● Point-per-instance localization data
· · · · ·

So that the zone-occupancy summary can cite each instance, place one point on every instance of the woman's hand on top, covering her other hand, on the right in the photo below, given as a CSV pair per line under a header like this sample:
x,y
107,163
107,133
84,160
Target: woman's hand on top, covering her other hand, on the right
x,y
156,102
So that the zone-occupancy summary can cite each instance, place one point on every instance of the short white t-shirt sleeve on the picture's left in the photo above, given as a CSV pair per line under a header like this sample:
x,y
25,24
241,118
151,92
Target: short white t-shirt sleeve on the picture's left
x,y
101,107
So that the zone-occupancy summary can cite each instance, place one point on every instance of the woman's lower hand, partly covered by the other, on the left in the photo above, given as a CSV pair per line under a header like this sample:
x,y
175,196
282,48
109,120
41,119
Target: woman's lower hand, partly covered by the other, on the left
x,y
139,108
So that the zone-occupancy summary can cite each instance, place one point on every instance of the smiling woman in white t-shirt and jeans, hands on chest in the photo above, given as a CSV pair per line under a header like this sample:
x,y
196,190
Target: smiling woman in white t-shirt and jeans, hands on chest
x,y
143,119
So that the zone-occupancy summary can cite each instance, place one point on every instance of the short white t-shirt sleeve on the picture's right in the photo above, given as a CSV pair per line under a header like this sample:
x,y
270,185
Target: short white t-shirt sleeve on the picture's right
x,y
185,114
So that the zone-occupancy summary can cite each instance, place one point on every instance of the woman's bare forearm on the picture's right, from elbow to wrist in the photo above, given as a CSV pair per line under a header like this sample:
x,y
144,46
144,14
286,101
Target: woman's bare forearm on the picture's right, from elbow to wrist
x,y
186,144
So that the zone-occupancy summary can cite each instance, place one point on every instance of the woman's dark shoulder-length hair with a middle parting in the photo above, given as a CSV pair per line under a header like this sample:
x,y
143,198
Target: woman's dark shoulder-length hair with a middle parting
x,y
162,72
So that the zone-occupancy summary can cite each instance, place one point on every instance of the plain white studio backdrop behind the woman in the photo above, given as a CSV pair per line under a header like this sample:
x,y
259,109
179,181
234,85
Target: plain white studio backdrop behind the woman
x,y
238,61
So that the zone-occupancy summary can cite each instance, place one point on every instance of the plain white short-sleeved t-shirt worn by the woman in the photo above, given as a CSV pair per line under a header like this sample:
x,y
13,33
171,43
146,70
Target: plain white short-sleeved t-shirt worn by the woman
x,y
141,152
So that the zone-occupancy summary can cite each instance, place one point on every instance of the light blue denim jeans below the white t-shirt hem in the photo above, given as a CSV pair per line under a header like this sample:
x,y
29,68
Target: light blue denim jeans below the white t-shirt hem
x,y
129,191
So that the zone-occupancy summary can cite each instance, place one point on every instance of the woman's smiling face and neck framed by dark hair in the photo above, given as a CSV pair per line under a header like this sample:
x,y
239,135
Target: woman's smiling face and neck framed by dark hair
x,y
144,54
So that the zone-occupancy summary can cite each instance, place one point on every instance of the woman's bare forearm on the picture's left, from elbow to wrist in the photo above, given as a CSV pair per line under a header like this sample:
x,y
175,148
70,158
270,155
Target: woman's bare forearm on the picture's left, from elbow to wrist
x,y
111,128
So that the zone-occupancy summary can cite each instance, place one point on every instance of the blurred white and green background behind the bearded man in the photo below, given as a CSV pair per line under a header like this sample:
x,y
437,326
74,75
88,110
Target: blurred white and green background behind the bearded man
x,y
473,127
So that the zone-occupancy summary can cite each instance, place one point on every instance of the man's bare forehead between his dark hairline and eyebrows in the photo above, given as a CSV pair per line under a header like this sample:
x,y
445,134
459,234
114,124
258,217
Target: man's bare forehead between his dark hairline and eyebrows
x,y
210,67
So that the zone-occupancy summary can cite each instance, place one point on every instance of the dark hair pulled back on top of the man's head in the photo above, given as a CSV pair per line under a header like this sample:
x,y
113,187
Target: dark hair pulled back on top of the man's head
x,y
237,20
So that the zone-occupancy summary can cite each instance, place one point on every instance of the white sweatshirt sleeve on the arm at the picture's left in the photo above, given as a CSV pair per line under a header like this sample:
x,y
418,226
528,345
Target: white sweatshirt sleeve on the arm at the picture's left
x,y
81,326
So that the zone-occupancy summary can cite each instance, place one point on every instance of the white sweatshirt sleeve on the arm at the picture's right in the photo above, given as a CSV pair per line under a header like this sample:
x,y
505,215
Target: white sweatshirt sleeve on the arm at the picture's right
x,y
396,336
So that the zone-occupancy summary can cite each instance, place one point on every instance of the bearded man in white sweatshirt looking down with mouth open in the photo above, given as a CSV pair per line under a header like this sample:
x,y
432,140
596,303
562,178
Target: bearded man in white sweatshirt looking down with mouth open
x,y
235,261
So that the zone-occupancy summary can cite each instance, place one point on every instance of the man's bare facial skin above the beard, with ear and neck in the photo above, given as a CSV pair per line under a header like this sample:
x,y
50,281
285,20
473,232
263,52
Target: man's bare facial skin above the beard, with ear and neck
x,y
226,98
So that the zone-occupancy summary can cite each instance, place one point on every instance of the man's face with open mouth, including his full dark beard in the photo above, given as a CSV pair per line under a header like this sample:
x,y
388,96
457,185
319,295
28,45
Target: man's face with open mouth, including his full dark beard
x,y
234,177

· · · · ·

● HOW TO COMPLETE THIS TASK
The required response is a complete, exact copy of the records.

● ANSWER TO THE EXERCISE
So that the zone-occupancy summary can cite each instance, place one point on every instance of the woman's hand on top, covering her other hand, on the right in the photo below, given as a CSV pair per line under a header like this sample:
x,y
107,163
107,133
84,160
Target: woman's hand on top, covering her other hand, on the right
x,y
156,102
So that the zone-occupancy summary can cite each instance, place one point on every instance of the short white t-shirt sleeve on the picture's left in the photo above, given as a CSV pair per line under a header like this sample:
x,y
25,24
241,118
151,92
Target: short white t-shirt sleeve on the picture's left
x,y
101,107
So that the zone-occupancy summary can cite each instance, place one point on every instance of the woman's lower hand, partly covered by the other, on the left in the photo above, given as a CSV pair per line under a header like this sample:
x,y
175,196
282,48
109,120
41,119
Target: woman's lower hand, partly covered by the other, on the left
x,y
139,108
So that the zone-occupancy summary can cite each instance, place one point on every instance of the smiling woman in white t-shirt and jeans, hands on chest in the photo above, given as a CSV pair per line under a header like this sample:
x,y
196,190
Target: smiling woman in white t-shirt and jeans, hands on chest
x,y
143,119
So that the zone-occupancy summary can cite each instance, place one point on every instance of the short white t-shirt sleeve on the picture's right in the photo above, given as a CSV pair per line under a header like this sample:
x,y
270,185
Target: short white t-shirt sleeve on the picture's right
x,y
185,114
So that the zone-occupancy summary can cite each instance, place one point on every instance of the woman's bare forearm on the picture's right, from elbow to wrist in the photo above, given as a CSV pair per line under a header like this sample:
x,y
144,46
144,14
286,101
Target: woman's bare forearm on the picture's right, from elbow to wrist
x,y
186,144
So that the zone-occupancy summary can cite each instance, place one point on every instance of the woman's dark shoulder-length hair with a middle parting in the photo above, given as a CSV pair per line under a header like this sample:
x,y
143,198
Target: woman's dark shoulder-length hair with a middle parting
x,y
162,72
So that the zone-occupancy summary can cite each instance, place one point on every instance of the plain white studio backdrop behind the woman in the photo above, given as a CSV pair per line under a header like this sample:
x,y
259,109
179,181
234,85
Target: plain white studio backdrop behind the woman
x,y
238,61
So that the zone-occupancy summary can cite each instance, place one point on every instance of the plain white short-sleeved t-shirt worn by the woman in the photo above, given as a CSV pair per line under a header like this sample:
x,y
13,33
171,43
146,70
Target: plain white short-sleeved t-shirt worn by the woman
x,y
141,152
So that the zone-occupancy summary can cite each instance, place one point on every instance of the light blue denim jeans below the white t-shirt hem in the photo above, given as a CSV pair per line under a header like this sample:
x,y
29,68
Target: light blue denim jeans below the white t-shirt hem
x,y
129,191
So that the zone-occupancy summary can cite each instance, place one point on every instance of the woman's smiling face and neck framed by dark hair in the photo above, given as a CSV pair per line under a header like this sample:
x,y
239,135
Target: woman's smiling face and neck framed by dark hair
x,y
144,54
So that the zone-occupancy summary can cite each instance, place one point on every instance of the woman's bare forearm on the picture's left, from elbow to wrist in the photo above, given as a CSV pair per line under a header like this sample:
x,y
175,148
70,158
270,155
Target: woman's bare forearm on the picture's left, from elbow to wrist
x,y
111,128
So that the zone-occupancy summary can cite each instance, place one point on every instance of the blurred white and green background behind the bearded man in the photo below, given as a CSV pair per line under a header like this sample:
x,y
437,326
74,75
88,110
Target: blurred white and green background behind the bearded man
x,y
473,127
So that the zone-occupancy summary can cite each instance, place one point on every instance of the man's bare forehead between his dark hairline and eyebrows in the photo above, given as a CSV pair per line under a header like this sample:
x,y
445,134
459,234
114,124
258,217
Target: man's bare forehead between his dark hairline and eyebrows
x,y
210,67
So that the zone-occupancy summary can cite each instance, place one point on every instance of the dark hair pulled back on top of the man's head in the photo above, given as a CSV pair per line under a header like this sample:
x,y
113,187
Target: dark hair pulled back on top of the man's head
x,y
237,20
So that the zone-occupancy summary can cite each instance, place one point on every instance of the white sweatshirt sleeve on the arm at the picture's left in the photo above, given as a CSV pair per line under a header like this sample:
x,y
418,226
528,345
Target: white sweatshirt sleeve on the arm at the picture's left
x,y
81,326
So that the zone-occupancy summary can cite each instance, place one point on every instance of the white sweatshirt sleeve on the arm at the picture's right in the photo above, given as a CSV pair per line under a header like this sample:
x,y
505,215
Target: white sweatshirt sleeve on the arm at the picture's right
x,y
396,336
So that the zone-occupancy summary can cite each instance, place one point on every instance of the bearded man in white sweatshirt looking down with mouth open in the photo above, given as a CSV pair per line under a header like this sample:
x,y
432,140
596,303
562,178
Target: bearded man in white sweatshirt looking down with mouth open
x,y
235,261
So that the zone-occupancy summary can cite each instance, place one point on every instance of the man's bare facial skin above the beard, with ear and neck in the photo above, given as a CSV pair per line under a header like this sample:
x,y
50,281
285,20
473,232
263,52
Target: man's bare facial skin above the beard, with ear and neck
x,y
226,98
So that the zone-occupancy summary can cite each instance, place one point on every instance of the man's face with open mouth, including his full dark beard in the photo above, given as a CSV pair per line under a header like this sample:
x,y
388,96
457,185
319,295
28,45
Target: man's face with open mouth, including his full dark beard
x,y
234,177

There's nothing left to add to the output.